Activity: In the records below, find the line containing "Find every barge", then extract that line and all subsequent lines exactly, leaving out everything else.

==============================

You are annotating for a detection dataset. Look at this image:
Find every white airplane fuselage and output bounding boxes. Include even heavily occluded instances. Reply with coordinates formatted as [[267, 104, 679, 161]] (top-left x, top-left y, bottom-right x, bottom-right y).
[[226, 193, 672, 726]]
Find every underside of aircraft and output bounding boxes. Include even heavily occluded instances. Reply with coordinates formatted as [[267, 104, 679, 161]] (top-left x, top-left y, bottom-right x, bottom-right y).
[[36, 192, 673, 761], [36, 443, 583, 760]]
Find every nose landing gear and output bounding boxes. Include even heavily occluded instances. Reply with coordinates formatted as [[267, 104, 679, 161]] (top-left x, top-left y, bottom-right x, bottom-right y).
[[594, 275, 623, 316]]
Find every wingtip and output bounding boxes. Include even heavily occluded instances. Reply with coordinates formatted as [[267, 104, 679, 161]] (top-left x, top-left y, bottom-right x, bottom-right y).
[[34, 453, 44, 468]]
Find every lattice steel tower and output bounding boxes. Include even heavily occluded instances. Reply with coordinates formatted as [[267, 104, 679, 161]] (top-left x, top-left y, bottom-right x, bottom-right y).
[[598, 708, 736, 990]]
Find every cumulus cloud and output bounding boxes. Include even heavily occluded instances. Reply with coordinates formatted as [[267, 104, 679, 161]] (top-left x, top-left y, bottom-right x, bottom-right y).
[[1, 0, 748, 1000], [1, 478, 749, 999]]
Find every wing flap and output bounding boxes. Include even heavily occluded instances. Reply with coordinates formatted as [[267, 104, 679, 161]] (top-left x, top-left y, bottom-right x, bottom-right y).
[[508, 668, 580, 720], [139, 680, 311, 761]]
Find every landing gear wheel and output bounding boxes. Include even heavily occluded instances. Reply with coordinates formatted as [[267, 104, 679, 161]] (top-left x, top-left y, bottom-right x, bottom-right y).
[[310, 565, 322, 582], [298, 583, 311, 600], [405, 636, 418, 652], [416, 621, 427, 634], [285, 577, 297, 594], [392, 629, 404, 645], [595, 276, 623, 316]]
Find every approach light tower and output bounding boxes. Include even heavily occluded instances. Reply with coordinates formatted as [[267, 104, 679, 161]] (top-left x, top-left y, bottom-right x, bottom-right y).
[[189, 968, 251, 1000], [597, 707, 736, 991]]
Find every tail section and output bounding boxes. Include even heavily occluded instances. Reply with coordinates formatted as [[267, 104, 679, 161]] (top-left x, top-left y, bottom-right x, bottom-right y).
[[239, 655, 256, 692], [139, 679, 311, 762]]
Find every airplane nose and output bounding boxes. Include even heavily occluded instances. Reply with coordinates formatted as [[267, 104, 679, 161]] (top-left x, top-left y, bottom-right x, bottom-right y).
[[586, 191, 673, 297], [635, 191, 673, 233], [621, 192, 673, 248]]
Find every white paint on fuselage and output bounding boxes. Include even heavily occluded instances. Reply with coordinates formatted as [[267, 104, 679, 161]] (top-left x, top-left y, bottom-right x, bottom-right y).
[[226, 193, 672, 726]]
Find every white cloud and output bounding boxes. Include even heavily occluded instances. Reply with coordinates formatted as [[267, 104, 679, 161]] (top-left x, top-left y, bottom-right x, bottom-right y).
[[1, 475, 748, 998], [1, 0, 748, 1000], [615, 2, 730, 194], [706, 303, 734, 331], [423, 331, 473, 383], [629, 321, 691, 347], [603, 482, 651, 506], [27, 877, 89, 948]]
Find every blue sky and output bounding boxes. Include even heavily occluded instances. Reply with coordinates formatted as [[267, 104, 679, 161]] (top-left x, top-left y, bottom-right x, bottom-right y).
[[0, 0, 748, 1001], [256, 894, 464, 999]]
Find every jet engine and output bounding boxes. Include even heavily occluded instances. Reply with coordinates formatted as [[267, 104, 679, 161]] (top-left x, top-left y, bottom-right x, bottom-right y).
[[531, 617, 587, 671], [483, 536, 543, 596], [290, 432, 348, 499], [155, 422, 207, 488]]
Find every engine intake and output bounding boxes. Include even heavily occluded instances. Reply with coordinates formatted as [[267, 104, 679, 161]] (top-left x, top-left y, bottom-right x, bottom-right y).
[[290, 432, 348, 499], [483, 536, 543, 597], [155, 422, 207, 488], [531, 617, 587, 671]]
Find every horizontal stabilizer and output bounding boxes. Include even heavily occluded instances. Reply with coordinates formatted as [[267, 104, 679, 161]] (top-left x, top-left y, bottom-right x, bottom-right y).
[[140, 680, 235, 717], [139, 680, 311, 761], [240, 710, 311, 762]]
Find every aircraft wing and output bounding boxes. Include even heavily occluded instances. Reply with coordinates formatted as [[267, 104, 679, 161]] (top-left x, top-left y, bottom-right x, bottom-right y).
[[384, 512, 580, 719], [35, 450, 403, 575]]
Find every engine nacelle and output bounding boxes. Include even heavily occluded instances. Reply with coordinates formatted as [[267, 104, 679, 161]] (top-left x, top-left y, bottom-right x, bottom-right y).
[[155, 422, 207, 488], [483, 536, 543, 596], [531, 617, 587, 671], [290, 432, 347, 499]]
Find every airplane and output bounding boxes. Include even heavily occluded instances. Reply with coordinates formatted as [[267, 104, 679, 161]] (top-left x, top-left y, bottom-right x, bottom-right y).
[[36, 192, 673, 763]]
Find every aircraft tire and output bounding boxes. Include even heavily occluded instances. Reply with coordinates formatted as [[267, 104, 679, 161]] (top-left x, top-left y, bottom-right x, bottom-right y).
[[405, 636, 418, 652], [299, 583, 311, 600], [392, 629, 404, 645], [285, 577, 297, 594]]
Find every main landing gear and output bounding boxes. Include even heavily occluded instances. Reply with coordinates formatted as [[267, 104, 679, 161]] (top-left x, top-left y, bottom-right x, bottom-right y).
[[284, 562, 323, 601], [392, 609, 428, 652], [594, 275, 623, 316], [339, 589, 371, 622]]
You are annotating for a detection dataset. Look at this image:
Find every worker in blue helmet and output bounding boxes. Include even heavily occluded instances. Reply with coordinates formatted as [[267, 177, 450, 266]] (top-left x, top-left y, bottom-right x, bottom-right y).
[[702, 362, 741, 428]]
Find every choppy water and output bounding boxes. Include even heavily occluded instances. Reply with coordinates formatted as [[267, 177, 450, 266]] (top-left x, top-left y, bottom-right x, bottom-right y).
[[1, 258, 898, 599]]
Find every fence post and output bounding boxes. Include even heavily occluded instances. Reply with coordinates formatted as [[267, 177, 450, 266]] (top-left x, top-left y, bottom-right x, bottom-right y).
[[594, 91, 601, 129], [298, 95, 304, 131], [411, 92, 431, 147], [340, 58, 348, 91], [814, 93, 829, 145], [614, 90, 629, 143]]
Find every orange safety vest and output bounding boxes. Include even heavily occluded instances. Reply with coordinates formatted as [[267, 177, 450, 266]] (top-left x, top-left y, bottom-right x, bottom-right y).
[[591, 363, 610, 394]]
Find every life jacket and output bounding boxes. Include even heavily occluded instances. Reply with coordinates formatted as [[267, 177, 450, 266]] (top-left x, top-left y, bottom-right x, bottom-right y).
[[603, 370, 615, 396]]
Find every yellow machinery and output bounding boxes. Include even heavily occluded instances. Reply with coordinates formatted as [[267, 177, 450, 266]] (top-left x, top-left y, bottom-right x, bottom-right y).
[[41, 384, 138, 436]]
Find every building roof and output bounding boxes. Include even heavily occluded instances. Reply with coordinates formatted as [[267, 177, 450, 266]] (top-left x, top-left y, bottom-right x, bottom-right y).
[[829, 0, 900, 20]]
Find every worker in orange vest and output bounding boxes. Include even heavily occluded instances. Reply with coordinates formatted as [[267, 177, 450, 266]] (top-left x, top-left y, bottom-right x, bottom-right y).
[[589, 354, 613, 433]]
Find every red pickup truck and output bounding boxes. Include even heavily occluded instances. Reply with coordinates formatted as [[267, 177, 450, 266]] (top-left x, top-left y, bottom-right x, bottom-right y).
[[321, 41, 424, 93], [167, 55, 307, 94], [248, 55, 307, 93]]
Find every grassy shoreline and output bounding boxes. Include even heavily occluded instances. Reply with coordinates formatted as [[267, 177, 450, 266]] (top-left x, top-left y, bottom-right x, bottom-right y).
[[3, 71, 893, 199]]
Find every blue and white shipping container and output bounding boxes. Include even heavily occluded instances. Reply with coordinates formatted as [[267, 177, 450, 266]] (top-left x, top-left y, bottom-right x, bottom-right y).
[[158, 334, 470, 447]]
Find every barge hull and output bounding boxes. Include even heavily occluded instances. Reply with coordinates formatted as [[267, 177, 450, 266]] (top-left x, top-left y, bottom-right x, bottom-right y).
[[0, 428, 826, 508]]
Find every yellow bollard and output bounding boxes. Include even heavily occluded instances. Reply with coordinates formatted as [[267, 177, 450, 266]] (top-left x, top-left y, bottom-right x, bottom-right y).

==============================

Output for this exercise:
Find every barge hull and output bounding boxes. Include even heavily occluded instances. Reply with coordinates formatted as [[267, 177, 450, 266]] (top-left x, top-left y, bottom-right x, bottom-right y).
[[0, 428, 826, 508]]
Find every yellow bollard and output bounding boxes. Include even heavily occluded instances. Reply with coordinates formatted as [[267, 177, 450, 266]] (top-left x, top-left y, bottom-right x, bottom-right y).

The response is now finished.